[start Record set]

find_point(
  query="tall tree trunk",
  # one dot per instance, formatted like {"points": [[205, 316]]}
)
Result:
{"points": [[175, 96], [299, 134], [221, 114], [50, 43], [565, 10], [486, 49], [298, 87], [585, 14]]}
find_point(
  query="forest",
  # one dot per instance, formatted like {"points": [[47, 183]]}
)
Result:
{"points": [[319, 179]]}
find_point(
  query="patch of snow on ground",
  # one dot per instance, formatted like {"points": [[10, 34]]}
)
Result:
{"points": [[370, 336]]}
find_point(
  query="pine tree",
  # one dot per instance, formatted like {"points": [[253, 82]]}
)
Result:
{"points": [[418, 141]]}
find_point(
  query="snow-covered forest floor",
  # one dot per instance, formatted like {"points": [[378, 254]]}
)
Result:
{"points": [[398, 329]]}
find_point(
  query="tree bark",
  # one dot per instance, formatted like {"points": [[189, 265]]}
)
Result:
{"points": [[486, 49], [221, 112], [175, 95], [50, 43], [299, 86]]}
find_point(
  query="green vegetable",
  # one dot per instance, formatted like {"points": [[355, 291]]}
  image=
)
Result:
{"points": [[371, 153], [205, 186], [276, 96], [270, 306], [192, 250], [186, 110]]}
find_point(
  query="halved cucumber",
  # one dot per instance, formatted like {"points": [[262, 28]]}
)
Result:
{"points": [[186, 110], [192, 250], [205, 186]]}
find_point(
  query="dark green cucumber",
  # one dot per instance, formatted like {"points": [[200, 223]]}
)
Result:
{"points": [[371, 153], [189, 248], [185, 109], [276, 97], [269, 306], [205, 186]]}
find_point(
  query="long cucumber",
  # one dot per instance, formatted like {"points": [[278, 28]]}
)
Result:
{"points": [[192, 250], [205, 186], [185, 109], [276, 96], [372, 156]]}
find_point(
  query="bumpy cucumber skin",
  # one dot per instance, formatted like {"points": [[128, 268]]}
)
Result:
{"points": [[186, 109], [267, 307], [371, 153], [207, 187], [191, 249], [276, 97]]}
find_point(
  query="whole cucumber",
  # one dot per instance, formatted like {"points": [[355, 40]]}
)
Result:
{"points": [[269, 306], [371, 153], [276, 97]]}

[end Record set]

__Task to carry out__.
Recopy the whole listing exactly.

__Full answer__.
find_point(
  query="tall tree trunk",
  # one dot per instance, formatted like {"points": [[205, 316]]}
)
Result:
{"points": [[175, 96], [299, 134], [221, 114], [50, 43], [565, 10], [486, 49], [298, 87], [585, 14]]}
find_point(
  query="forest",
  # one dot per instance, formatted like {"points": [[47, 183]]}
)
Result:
{"points": [[319, 179]]}
find_point(
  query="patch of snow on ground",
  # one dot per instance, formatted like {"points": [[10, 34]]}
)
Result:
{"points": [[370, 336]]}
find_point(
  query="pine tree",
  # one dot per instance, formatted like {"points": [[253, 82]]}
)
Result:
{"points": [[418, 141]]}
find_point(
  query="snow-covered forest floor",
  # one dot per instance, formatted like {"points": [[378, 254]]}
)
Result:
{"points": [[398, 329]]}
find_point(
  query="tree bark",
  # one dot per instance, formatted like {"points": [[189, 265]]}
)
Result:
{"points": [[486, 49], [221, 112], [175, 95], [50, 43], [299, 86]]}
find_point(
  query="green vegetable",
  # one dot per instance, formatted like {"points": [[355, 291]]}
  image=
)
Result:
{"points": [[371, 153], [205, 186], [276, 96], [270, 306], [192, 250], [186, 110]]}
find_point(
  query="halved cucumber",
  # one dot per instance, formatted like {"points": [[262, 28]]}
)
Result:
{"points": [[186, 110], [192, 250], [205, 186]]}
find_point(
  query="dark green cucumber",
  # one dot per instance, formatted like {"points": [[200, 223]]}
)
Result:
{"points": [[371, 153], [189, 248], [185, 109], [276, 97], [269, 306], [205, 186]]}
find_point(
  query="long cucumber",
  # one dot per instance, formatted like {"points": [[278, 28]]}
)
Result:
{"points": [[192, 250], [205, 186], [185, 109], [276, 96], [372, 156]]}
find_point(
  query="bumpy cucumber skin",
  # one dot per instance, formatted like {"points": [[128, 268]]}
)
Result:
{"points": [[186, 109], [267, 307], [371, 153], [207, 187], [191, 249], [276, 97]]}
find_point(
  query="whole cucumber",
  # one dot per instance, formatted like {"points": [[355, 40]]}
)
Result:
{"points": [[269, 306], [371, 153], [276, 97]]}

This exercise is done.